* [THE REQUEST]: Reproduce every one of the records below word for word, in the order they appear.

— BEGIN SUPPLIED MATERIAL —

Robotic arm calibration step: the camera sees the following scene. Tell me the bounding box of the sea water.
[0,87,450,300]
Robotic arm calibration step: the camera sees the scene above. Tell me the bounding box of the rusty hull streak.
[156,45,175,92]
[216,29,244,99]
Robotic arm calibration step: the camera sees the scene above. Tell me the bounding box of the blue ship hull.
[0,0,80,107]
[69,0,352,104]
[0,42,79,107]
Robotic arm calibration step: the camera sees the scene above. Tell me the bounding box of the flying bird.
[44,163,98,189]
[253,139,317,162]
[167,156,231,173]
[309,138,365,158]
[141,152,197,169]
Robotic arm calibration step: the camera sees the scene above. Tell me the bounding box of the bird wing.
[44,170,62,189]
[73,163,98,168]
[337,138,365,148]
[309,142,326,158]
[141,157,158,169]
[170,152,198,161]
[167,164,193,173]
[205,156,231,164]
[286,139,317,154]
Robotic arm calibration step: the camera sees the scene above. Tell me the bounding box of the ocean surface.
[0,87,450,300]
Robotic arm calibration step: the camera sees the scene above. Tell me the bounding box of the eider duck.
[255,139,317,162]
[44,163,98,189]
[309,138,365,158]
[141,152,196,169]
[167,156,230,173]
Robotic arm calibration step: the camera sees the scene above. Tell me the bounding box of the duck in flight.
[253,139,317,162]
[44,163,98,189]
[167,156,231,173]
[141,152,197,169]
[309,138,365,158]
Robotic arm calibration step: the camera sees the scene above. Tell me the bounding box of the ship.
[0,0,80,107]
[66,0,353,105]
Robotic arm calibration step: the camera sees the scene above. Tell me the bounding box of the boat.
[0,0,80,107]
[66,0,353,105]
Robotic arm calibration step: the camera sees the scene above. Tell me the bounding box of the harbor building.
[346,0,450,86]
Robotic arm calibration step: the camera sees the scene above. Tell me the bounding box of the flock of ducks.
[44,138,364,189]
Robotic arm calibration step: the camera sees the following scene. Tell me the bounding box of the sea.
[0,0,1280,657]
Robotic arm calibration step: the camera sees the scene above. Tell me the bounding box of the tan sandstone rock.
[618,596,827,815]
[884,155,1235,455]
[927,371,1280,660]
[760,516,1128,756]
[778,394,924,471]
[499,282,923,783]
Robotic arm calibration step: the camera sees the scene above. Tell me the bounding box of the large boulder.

— END SUPPLIED MATERIAL —

* [IN RESPONSE]:
Robotic arm calibration step: the camera sees the following scene. Tell me the bounding box of the sea water.
[0,87,450,300]
Robotic arm calibration step: the camera sees the scene above. Tell me the bounding box of the rusty hull streak.
[156,45,175,92]
[216,29,244,99]
Robotic arm calibration step: the camera sees the scene above. Tell me the bounding box of the blue ship hull.
[0,0,80,107]
[69,0,352,104]
[0,42,79,107]
Robotic arm calibration step: the camera sees the scene above. Tell me the bounding box of the flying bird.
[44,163,98,189]
[253,139,317,162]
[167,156,231,173]
[309,138,365,158]
[141,152,197,169]
Robotic arm calibration step: the camera sees the scene above. Tell me the bounding box of the bird wing.
[44,170,62,189]
[73,163,98,168]
[337,138,365,148]
[309,142,326,158]
[141,157,158,169]
[170,152,198,161]
[167,164,193,173]
[205,156,231,164]
[286,139,317,154]
Robotic arm calibration step: the camera sees the scene above. Tell me the bounding box of the ocean surface.
[0,87,450,300]
Robotic arm calibration step: the camera sees the scene above. Tell me the bounding box of the eider duck.
[255,139,317,162]
[44,163,98,189]
[309,138,365,158]
[141,152,196,169]
[167,156,230,173]
Robotic arm calibration step: the camera sees the scene above. Tell me the bounding box of the duck in flight.
[253,139,317,162]
[44,163,98,189]
[167,156,231,173]
[141,152,197,169]
[309,138,365,158]
Robotic arm calibration step: the camera sees the scene above. Tell me the bounding box of the ship.
[0,0,80,107]
[66,0,353,105]
Robotic arm calibration step: the camera sees the scene above. Tell me the bounding box of the boat.
[0,0,80,107]
[66,0,353,105]
Robotic arm calibration step: the camera sees the scene above. Tell me the bounding box of the harbor building.
[346,0,450,86]
Robotic arm calibration step: the camera sees the scene above. Tell me the bounding box of the flock of ducks.
[44,138,364,189]
Robotic arm calibration step: the camera sees the following scene. Tell me the bounding box of the sea.
[0,0,1280,657]
Robotic arm calibration step: the camera sees the scene above. Tell me the bounding box of the tan sandstone rock.
[618,596,827,815]
[884,155,1235,455]
[927,371,1280,660]
[760,516,1128,756]
[778,394,924,471]
[499,282,923,783]
Robotic arm calibration step: the camera sees the scene above. Tell me the bounding box of the large boulder.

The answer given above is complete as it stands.